<<<<

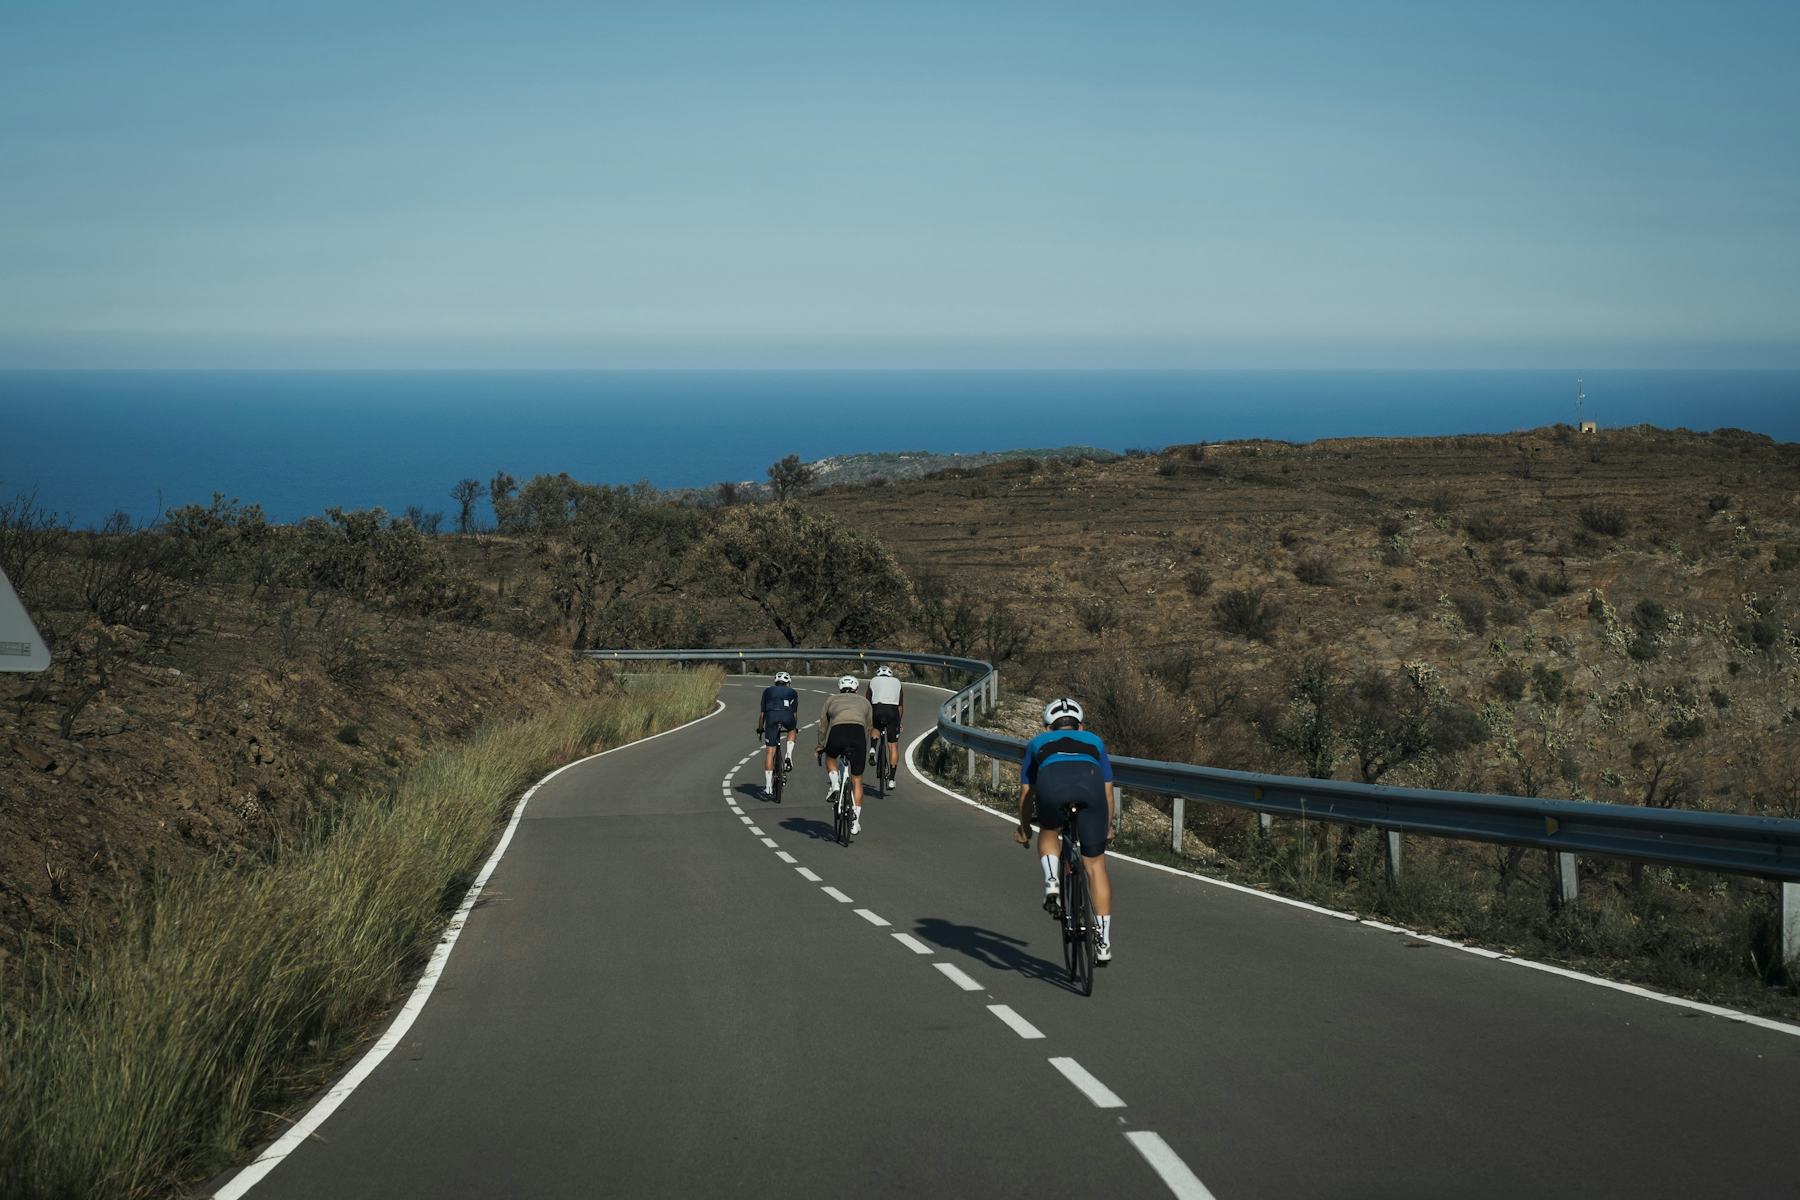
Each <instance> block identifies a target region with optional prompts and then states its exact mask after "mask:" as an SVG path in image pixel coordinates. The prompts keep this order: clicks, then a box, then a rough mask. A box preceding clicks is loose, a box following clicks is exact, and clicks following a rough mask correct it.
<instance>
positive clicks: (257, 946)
mask: <svg viewBox="0 0 1800 1200" xmlns="http://www.w3.org/2000/svg"><path fill="white" fill-rule="evenodd" d="M718 684H720V675H718V671H698V673H691V675H671V676H650V678H644V680H639V682H637V684H635V685H632V687H630V689H625V691H619V693H614V694H610V696H603V698H598V700H590V702H585V703H578V705H571V707H567V709H562V711H558V712H554V714H551V716H544V718H538V720H526V721H515V723H506V725H486V727H482V729H479V730H477V732H475V734H473V736H470V738H468V739H466V741H463V743H459V745H454V747H452V748H446V750H439V752H436V754H430V756H427V757H423V759H421V761H419V763H416V765H414V766H412V768H410V770H407V772H405V774H403V775H401V777H400V781H398V784H396V786H394V788H392V790H391V792H389V793H380V795H360V797H355V799H347V801H344V802H342V804H340V806H338V808H337V810H335V811H333V813H329V817H326V819H320V820H319V822H317V824H315V828H313V829H311V831H308V833H306V835H304V837H301V838H297V840H295V842H292V844H290V846H286V847H284V849H283V851H279V853H277V855H274V858H272V862H268V864H266V865H259V867H250V869H243V867H236V869H234V867H225V865H214V867H209V869H202V871H196V873H185V874H180V876H175V878H167V880H160V882H157V883H153V885H149V887H146V889H144V891H142V894H140V896H139V898H137V903H131V905H128V909H126V916H124V921H122V925H121V928H117V930H115V932H108V934H103V936H94V937H92V939H90V941H86V945H81V946H79V948H77V950H76V954H74V955H72V957H67V955H63V954H56V955H49V954H38V955H32V959H34V961H32V963H31V964H29V966H27V970H23V972H20V970H14V973H13V977H11V979H7V981H4V982H5V984H7V986H5V993H4V997H0V1193H4V1195H7V1196H135V1195H144V1193H146V1191H149V1189H155V1187H166V1186H169V1184H173V1182H175V1180H180V1178H187V1177H194V1175H200V1173H205V1171H211V1169H216V1168H220V1166H223V1164H227V1162H229V1160H232V1159H234V1157H238V1155H239V1153H241V1151H243V1148H245V1146H247V1144H250V1141H252V1139H254V1137H256V1135H257V1133H259V1130H263V1126H265V1124H266V1119H268V1117H266V1108H270V1106H279V1105H281V1103H283V1099H284V1097H288V1096H292V1094H293V1090H295V1088H302V1087H306V1085H308V1083H310V1081H313V1078H315V1076H311V1074H308V1072H310V1070H317V1069H319V1067H320V1065H322V1063H328V1061H329V1060H331V1058H333V1056H337V1054H338V1052H342V1051H344V1049H346V1045H347V1043H351V1042H353V1040H356V1038H358V1036H360V1034H362V1033H365V1029H367V1027H369V1024H371V1022H373V1020H374V1018H376V1016H378V1015H380V1013H382V1011H383V1007H385V1006H387V1004H391V1002H392V1000H394V997H396V995H398V993H400V991H401V988H403V986H405V982H407V979H409V977H410V975H412V972H414V970H416V968H418V966H419V963H421V959H423V955H425V954H427V952H428V948H430V945H432V943H434V939H436V937H437V932H439V930H441V927H443V921H445V916H446V912H448V909H450V907H452V905H454V903H455V901H457V898H459V894H461V892H463V891H464V889H466V885H468V880H470V876H472V873H473V869H475V865H477V864H479V860H481V856H482V853H484V849H486V847H488V846H490V844H491V842H493V838H495V833H497V826H499V822H500V819H502V817H504V815H506V811H508V810H509V806H511V802H513V799H515V797H517V795H518V793H520V790H522V788H524V786H526V784H527V783H529V781H531V779H533V777H535V775H538V774H542V772H544V770H545V768H549V766H553V765H556V763H562V761H567V759H571V757H576V756H580V754H585V752H590V750H594V748H601V747H610V745H619V743H623V741H630V739H634V738H639V736H643V734H646V732H652V730H657V729H666V727H671V725H677V723H680V721H686V720H691V718H693V716H698V714H700V712H704V711H706V707H707V705H709V703H711V700H713V696H715V694H716V691H718Z"/></svg>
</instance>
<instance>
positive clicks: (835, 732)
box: [824, 725, 869, 779]
mask: <svg viewBox="0 0 1800 1200" xmlns="http://www.w3.org/2000/svg"><path fill="white" fill-rule="evenodd" d="M841 754H848V756H850V774H851V775H855V777H857V779H862V768H864V766H866V765H868V759H869V730H866V729H862V727H860V725H832V732H828V734H826V736H824V765H826V766H832V765H835V763H837V756H841Z"/></svg>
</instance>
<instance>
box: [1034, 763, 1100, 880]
mask: <svg viewBox="0 0 1800 1200" xmlns="http://www.w3.org/2000/svg"><path fill="white" fill-rule="evenodd" d="M1031 793H1033V795H1035V797H1037V824H1039V826H1040V828H1044V829H1062V820H1064V815H1066V813H1067V810H1069V808H1071V806H1075V808H1076V810H1078V811H1076V813H1075V833H1076V840H1078V842H1080V844H1082V856H1084V858H1098V856H1100V855H1103V853H1107V784H1105V781H1103V779H1102V777H1100V765H1098V763H1049V765H1048V766H1040V768H1039V772H1037V783H1033V784H1031Z"/></svg>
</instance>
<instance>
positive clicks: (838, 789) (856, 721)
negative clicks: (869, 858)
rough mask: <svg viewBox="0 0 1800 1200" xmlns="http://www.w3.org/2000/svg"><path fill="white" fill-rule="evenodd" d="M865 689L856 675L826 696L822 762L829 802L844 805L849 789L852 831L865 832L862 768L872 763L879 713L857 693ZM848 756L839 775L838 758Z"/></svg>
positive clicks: (867, 701) (823, 732)
mask: <svg viewBox="0 0 1800 1200" xmlns="http://www.w3.org/2000/svg"><path fill="white" fill-rule="evenodd" d="M859 687H862V684H860V680H857V676H855V675H844V676H842V678H839V680H837V694H835V696H826V700H824V707H823V709H821V711H819V747H817V754H819V761H821V763H823V765H824V768H826V781H828V784H826V799H828V802H832V804H839V802H841V799H839V797H841V795H842V793H844V792H846V790H848V792H850V795H851V797H853V810H855V811H853V813H851V819H850V831H851V833H862V768H864V765H866V763H868V754H869V741H871V739H873V736H875V712H873V709H869V702H868V698H864V696H860V694H857V689H859ZM839 757H848V763H846V765H844V768H842V774H839V766H837V759H839Z"/></svg>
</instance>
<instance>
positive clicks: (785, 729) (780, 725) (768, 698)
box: [756, 671, 799, 795]
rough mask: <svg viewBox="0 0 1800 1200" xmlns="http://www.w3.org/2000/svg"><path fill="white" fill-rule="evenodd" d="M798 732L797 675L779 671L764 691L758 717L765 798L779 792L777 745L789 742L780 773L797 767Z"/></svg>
mask: <svg viewBox="0 0 1800 1200" xmlns="http://www.w3.org/2000/svg"><path fill="white" fill-rule="evenodd" d="M797 729H799V693H797V691H794V676H792V675H788V673H787V671H776V682H774V684H770V685H769V687H765V689H763V707H761V712H758V716H756V732H758V734H760V736H761V739H763V795H774V792H776V745H779V743H781V741H787V754H783V757H781V770H792V768H794V732H796V730H797ZM783 734H785V738H783Z"/></svg>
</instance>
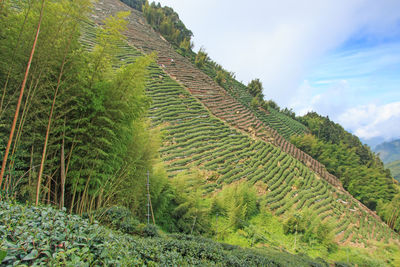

>>>>

* _Co przygotować_
Zastąp we wszystkich rekordach powyżej "positive clicks" wyrażeniem "foreground clicks" i przepisz je, nie zmieniając niczego więcej. Obrazy pomiń.

* _Odpowiedź do ćwiczenia_
Each <instance> block identifies a target region with optional prompts and then states its exact mask after "mask:" as an SVG path in image pixel coordinates. The prompts keep this order: clicks, then a box, then a rough mask. A box preceding clicks is loose, a box following clicks is exact, and clicks following a rough mask correct it.
<instance>
foreground clicks: (257, 946)
mask: <svg viewBox="0 0 1800 1200" xmlns="http://www.w3.org/2000/svg"><path fill="white" fill-rule="evenodd" d="M718 684H720V675H718V671H698V673H691V675H671V676H650V678H644V680H639V682H637V684H635V685H632V687H630V689H625V691H619V693H614V694H610V696H603V698H598V700H590V702H585V703H578V705H571V707H567V709H562V711H558V712H554V714H551V716H544V718H538V720H526V721H515V723H506V725H486V727H482V729H479V730H477V732H475V734H473V736H470V738H468V739H466V741H463V743H459V745H454V747H452V748H446V750H439V752H436V754H430V756H427V757H423V759H421V761H419V763H416V765H414V766H412V768H410V770H407V772H405V774H403V775H401V777H400V781H398V784H396V786H394V788H392V790H391V792H389V793H380V795H360V797H355V799H347V801H344V802H342V804H340V806H338V808H337V810H335V811H333V813H329V817H326V819H320V820H319V822H317V824H315V828H313V829H311V831H308V833H306V835H304V837H301V838H297V840H295V842H292V844H290V846H286V847H284V849H283V851H279V853H277V855H274V858H272V862H268V864H266V865H259V867H250V869H243V867H236V869H234V867H225V865H214V867H209V869H202V871H196V873H185V874H180V876H175V878H167V880H160V882H157V883H153V885H149V887H146V889H144V891H142V894H140V896H139V898H137V903H131V905H128V909H126V916H124V921H122V925H121V928H117V930H115V932H108V934H103V936H94V937H92V939H90V941H86V945H81V946H79V948H77V950H76V954H74V955H72V957H67V955H63V954H56V955H49V954H38V955H32V959H34V961H32V963H31V964H29V966H27V970H23V972H20V970H14V973H13V977H11V979H7V981H4V982H5V984H7V986H5V993H4V997H0V1193H4V1195H7V1196H135V1195H144V1193H146V1191H149V1189H155V1187H166V1186H169V1184H173V1182H175V1180H180V1178H187V1177H194V1175H200V1173H205V1171H211V1169H216V1168H220V1166H223V1164H227V1162H229V1160H232V1159H234V1157H238V1155H239V1153H241V1151H243V1148H245V1146H247V1144H250V1141H252V1139H254V1137H256V1135H257V1133H259V1130H263V1126H265V1124H266V1119H268V1117H266V1108H270V1106H279V1105H281V1103H283V1099H284V1097H288V1096H292V1094H293V1090H295V1088H302V1087H306V1085H308V1083H310V1081H313V1078H315V1076H311V1074H308V1072H310V1070H317V1069H319V1067H320V1065H322V1063H328V1061H329V1060H331V1058H333V1056H337V1054H338V1052H342V1051H344V1049H346V1045H347V1043H351V1042H353V1040H356V1038H358V1036H360V1034H362V1033H365V1029H367V1027H369V1024H371V1022H373V1020H374V1018H376V1016H378V1015H380V1013H382V1011H383V1007H385V1006H387V1004H391V1002H392V1000H394V997H396V995H398V993H400V991H401V988H403V986H405V982H407V979H409V977H410V975H412V972H414V970H416V968H418V966H419V963H421V959H423V955H425V954H427V952H428V948H430V945H432V943H434V939H436V937H437V932H439V930H441V927H443V921H445V916H446V912H448V909H450V907H452V905H454V903H455V901H457V898H459V894H461V892H463V891H464V889H466V885H468V880H470V876H472V873H473V869H475V865H477V864H479V860H481V856H482V853H484V849H486V847H488V846H490V844H491V842H493V838H495V833H497V826H499V822H500V819H502V817H504V815H506V811H508V810H509V806H511V802H513V799H515V797H517V795H518V793H520V790H522V788H524V786H526V784H527V783H529V781H531V779H533V777H535V775H538V774H542V772H544V770H545V768H549V766H553V765H556V763H562V761H567V759H571V757H576V756H580V754H585V752H590V750H594V748H601V747H610V745H619V743H623V741H630V739H634V738H639V736H643V734H646V732H652V730H657V729H666V727H671V725H677V723H680V721H686V720H691V718H693V716H698V714H700V712H704V711H706V707H707V705H709V703H711V700H713V696H715V694H716V691H718Z"/></svg>
</instance>
<instance>
foreground clicks: (835, 732)
box: [824, 725, 869, 779]
mask: <svg viewBox="0 0 1800 1200" xmlns="http://www.w3.org/2000/svg"><path fill="white" fill-rule="evenodd" d="M841 754H848V756H850V774H851V775H855V777H857V779H862V768H864V766H866V765H868V759H869V730H866V729H862V727H860V725H832V732H828V734H826V736H824V765H826V766H832V765H835V763H837V756H841Z"/></svg>
</instance>
<instance>
box: [1034, 763, 1100, 880]
mask: <svg viewBox="0 0 1800 1200" xmlns="http://www.w3.org/2000/svg"><path fill="white" fill-rule="evenodd" d="M1031 793H1033V795H1035V797H1037V824H1039V826H1040V828H1044V829H1062V820H1064V815H1066V813H1067V810H1069V808H1071V806H1075V808H1076V810H1078V811H1076V813H1075V833H1076V840H1078V842H1080V844H1082V856H1084V858H1098V856H1100V855H1103V853H1107V784H1105V781H1103V779H1102V777H1100V765H1098V763H1049V765H1048V766H1040V768H1039V772H1037V783H1033V784H1031Z"/></svg>
</instance>
<instance>
foreground clicks: (838, 789) (856, 721)
negative clicks: (869, 858)
rough mask: <svg viewBox="0 0 1800 1200" xmlns="http://www.w3.org/2000/svg"><path fill="white" fill-rule="evenodd" d="M865 689L856 675L826 696L822 762L829 802L844 805L849 789L852 831L865 832L862 768L872 763L879 713L857 693ZM848 756L839 775L838 758Z"/></svg>
foreground clicks: (867, 701) (823, 732)
mask: <svg viewBox="0 0 1800 1200" xmlns="http://www.w3.org/2000/svg"><path fill="white" fill-rule="evenodd" d="M859 687H862V684H860V680H857V676H855V675H844V676H842V678H839V680H837V694H835V696H826V700H824V707H823V709H821V711H819V747H817V754H819V761H821V763H823V765H824V768H826V781H828V784H826V799H828V802H832V804H839V802H841V799H839V797H841V795H842V793H844V792H846V790H848V792H850V795H851V797H853V810H855V811H853V813H851V819H850V831H851V833H862V768H864V765H866V763H868V754H869V741H871V739H873V736H875V712H873V709H869V702H868V698H864V696H860V694H857V689H859ZM839 757H848V763H846V765H844V768H842V774H839V766H837V759H839Z"/></svg>
</instance>
<instance>
foreground clicks: (785, 729) (780, 725) (768, 698)
box: [756, 671, 799, 795]
rough mask: <svg viewBox="0 0 1800 1200" xmlns="http://www.w3.org/2000/svg"><path fill="white" fill-rule="evenodd" d="M798 732L797 675L779 671L764 691L758 717L765 798L779 792L777 745L789 742L780 773L797 767Z"/></svg>
mask: <svg viewBox="0 0 1800 1200" xmlns="http://www.w3.org/2000/svg"><path fill="white" fill-rule="evenodd" d="M797 729H799V693H797V691H794V676H792V675H788V673H787V671H776V682H774V684H770V685H769V687H765V689H763V707H761V712H758V716H756V732H758V734H760V736H761V739H763V795H774V792H776V745H779V743H781V741H787V754H783V757H781V770H792V768H794V732H796V730H797ZM783 734H785V738H783Z"/></svg>
</instance>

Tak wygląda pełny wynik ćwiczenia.